State governments in India are the governments ruling over 28 states and 8 union territories of India and the head of the Council of Ministers in a state is the Chief Minister. Power is divided between the Union government and state governments. While the Union government handles defence, external affairs etc., the state government deals with internal security  and other state issues. Income for the Union government is from customs duty, excise tax, income tax etc., while state government income comes from sales tax (VAT), stamp duty etc.; now these have been subsumed under the various components of the Goods and Services Tax

Each state has a legislative assembly. A state legislature that has one house - State Legislative Assembly (Vidhan Sabha) - is a unicameral legislature.

A state legislature that has two houses - the State Legislative assembly and State Legislative Council (Vidhan Parishad) - is a bicameral legislature. The Vidhan Sabha is the lower house and corresponds to the Lok Sabha while the Vidhan Parishad is the upper house and corresponds to the Rajya Sabha of the Parliament of India.

The Sarkaria Commission was set up to review the balance of power between states' and the Union governments. The Union government can dissolve a state government in favour of President's rule if necessary, subject to certain conditions, as ruled by the Supreme Court of India in S. R. Bommai v. Union of India. It is for 5 years only.

Legislative 

For every state, there is a legislature, which consists of a Governor and either one or two houses.

Legislative Council

6 out of 28 states have bicameral legislatures, namely Andhra Pradesh, Bihar, Karnataka, Maharashtra, Telangana, and Uttar Pradesh, with the remaining states having a unicameral one. Parliament may, by law, provide for the abolition of an existing Legislative Council or for the creation of one where it does not exist, if the proposal is supported by a resolution of the Legislative Assembly of the state concerned.
• • • • •
**INSTRUCTION A**
According to the text on Indian state governments, how many of the 28 states have bicameral legislatures?
**INSTRUCTION B**
Using the text on Indian state governments, explain why the Sarkaria Commission was established.

(Stored dataset items)
• • • • •
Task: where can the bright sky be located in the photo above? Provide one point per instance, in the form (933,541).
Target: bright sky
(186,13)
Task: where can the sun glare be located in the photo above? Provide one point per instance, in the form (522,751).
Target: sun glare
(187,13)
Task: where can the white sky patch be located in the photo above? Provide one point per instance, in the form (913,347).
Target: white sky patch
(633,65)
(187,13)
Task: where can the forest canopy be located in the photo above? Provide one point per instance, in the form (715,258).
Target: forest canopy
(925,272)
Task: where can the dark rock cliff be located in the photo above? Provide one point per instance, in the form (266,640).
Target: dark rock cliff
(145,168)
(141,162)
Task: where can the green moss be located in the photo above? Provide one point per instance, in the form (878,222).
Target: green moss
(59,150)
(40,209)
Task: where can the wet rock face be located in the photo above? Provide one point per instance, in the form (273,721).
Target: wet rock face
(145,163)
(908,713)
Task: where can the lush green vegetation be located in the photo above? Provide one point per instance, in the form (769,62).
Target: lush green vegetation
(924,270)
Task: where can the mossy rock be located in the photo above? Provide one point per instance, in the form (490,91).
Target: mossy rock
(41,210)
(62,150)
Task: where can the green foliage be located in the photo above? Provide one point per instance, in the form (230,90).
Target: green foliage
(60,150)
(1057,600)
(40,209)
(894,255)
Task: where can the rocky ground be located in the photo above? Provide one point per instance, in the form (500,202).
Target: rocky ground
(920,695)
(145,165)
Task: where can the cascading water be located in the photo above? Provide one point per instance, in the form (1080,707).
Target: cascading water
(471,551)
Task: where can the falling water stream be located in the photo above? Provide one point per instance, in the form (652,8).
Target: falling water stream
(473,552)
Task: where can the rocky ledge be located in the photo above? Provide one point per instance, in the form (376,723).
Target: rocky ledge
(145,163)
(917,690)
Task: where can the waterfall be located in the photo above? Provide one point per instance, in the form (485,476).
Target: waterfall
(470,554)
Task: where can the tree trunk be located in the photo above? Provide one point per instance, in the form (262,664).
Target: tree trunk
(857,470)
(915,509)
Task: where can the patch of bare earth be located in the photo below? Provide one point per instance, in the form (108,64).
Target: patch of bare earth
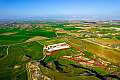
(8,33)
(36,38)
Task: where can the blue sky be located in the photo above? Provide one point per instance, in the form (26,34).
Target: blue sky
(59,7)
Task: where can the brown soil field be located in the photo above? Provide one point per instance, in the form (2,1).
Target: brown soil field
(111,55)
(36,38)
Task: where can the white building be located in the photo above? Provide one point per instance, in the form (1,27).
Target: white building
(55,47)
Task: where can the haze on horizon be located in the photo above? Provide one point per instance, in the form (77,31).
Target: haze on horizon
(107,8)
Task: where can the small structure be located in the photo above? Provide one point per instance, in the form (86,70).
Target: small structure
(55,47)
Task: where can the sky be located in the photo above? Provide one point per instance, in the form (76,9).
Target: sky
(59,7)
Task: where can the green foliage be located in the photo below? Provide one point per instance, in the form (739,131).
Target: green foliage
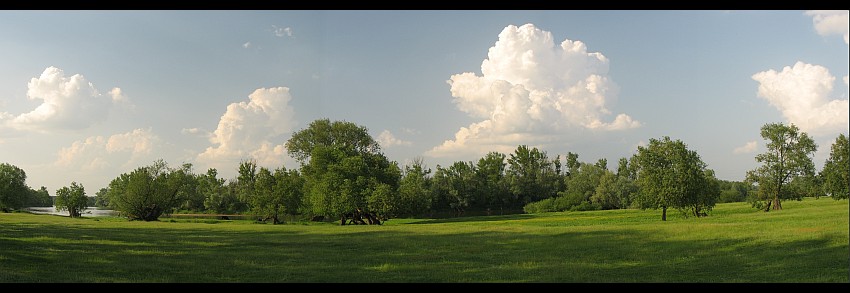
(147,192)
(788,156)
(613,192)
(836,170)
(72,199)
(342,165)
(582,183)
(531,175)
(734,191)
(276,194)
(414,189)
(671,176)
(461,185)
(190,196)
(323,132)
(13,187)
(219,196)
(491,184)
(102,198)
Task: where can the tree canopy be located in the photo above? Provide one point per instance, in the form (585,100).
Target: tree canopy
(787,157)
(836,170)
(147,192)
(672,176)
(13,187)
(72,199)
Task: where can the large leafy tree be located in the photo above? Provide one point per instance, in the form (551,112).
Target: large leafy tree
(836,170)
(414,189)
(276,194)
(787,157)
(13,187)
(461,185)
(218,197)
(669,175)
(531,175)
(613,191)
(581,185)
(342,165)
(72,199)
(147,192)
(192,199)
(492,190)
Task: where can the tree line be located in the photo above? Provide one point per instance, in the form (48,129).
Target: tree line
(344,176)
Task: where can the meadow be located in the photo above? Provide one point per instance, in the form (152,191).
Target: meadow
(805,242)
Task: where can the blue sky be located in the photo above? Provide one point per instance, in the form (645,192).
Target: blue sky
(88,95)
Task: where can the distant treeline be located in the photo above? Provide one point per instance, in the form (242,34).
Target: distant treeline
(343,175)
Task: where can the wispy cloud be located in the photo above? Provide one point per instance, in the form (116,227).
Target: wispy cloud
(387,139)
(831,22)
(97,152)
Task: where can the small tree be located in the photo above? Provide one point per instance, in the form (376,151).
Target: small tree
(72,199)
(836,170)
(414,189)
(13,187)
(788,156)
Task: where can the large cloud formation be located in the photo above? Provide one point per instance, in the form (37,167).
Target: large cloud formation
(828,22)
(531,92)
(801,94)
(250,130)
(68,103)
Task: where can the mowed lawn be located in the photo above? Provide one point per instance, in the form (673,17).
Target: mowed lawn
(805,242)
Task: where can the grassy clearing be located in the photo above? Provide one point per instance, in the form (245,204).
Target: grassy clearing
(805,242)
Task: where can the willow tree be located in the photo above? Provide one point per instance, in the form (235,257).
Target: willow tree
(787,157)
(147,192)
(670,175)
(13,187)
(72,199)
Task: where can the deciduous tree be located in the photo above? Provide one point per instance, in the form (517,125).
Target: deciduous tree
(72,199)
(836,170)
(788,156)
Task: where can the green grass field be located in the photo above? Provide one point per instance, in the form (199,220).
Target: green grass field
(805,242)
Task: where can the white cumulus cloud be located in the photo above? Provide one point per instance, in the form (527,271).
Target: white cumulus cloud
(532,91)
(98,152)
(67,103)
(747,148)
(831,22)
(252,129)
(282,31)
(387,139)
(801,94)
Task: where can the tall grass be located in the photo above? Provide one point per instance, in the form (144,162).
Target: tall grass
(805,242)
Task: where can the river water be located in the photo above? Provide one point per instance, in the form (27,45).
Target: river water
(89,212)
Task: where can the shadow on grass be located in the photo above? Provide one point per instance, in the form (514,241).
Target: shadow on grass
(65,252)
(475,219)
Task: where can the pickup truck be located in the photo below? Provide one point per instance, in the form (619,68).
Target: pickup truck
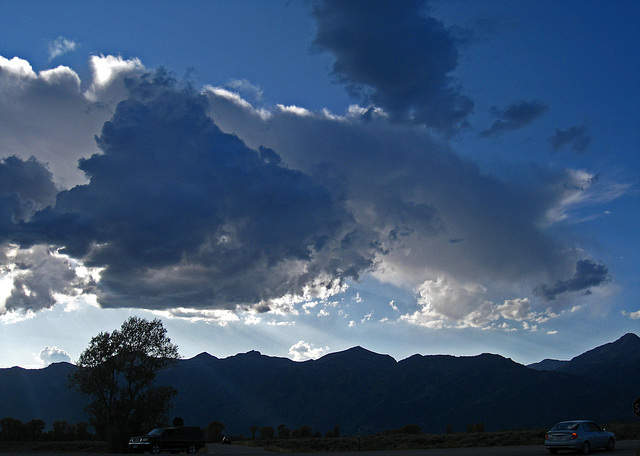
(172,439)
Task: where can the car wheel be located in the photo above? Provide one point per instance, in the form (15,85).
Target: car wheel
(611,444)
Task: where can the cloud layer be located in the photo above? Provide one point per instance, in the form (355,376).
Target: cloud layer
(151,194)
(394,55)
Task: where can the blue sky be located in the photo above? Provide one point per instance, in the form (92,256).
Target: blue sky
(301,177)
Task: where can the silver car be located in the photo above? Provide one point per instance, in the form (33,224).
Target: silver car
(581,435)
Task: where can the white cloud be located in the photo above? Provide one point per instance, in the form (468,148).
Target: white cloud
(46,116)
(447,303)
(61,46)
(49,355)
(302,351)
(108,73)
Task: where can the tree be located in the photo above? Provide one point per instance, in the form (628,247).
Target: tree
(118,370)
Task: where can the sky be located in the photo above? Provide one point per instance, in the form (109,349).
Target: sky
(302,177)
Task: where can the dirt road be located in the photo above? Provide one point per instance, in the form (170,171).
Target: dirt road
(623,448)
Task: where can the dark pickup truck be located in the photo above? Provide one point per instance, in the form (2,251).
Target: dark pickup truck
• • • • •
**CORRECT RESPONSE A**
Six: Andhra Pradesh, Bihar, Karnataka, Maharashtra, Telangana, and Uttar Pradesh.

**CORRECT RESPONSE B**
The Sarkaria Commission was set up to review the balance of power between the state governments and the Union government.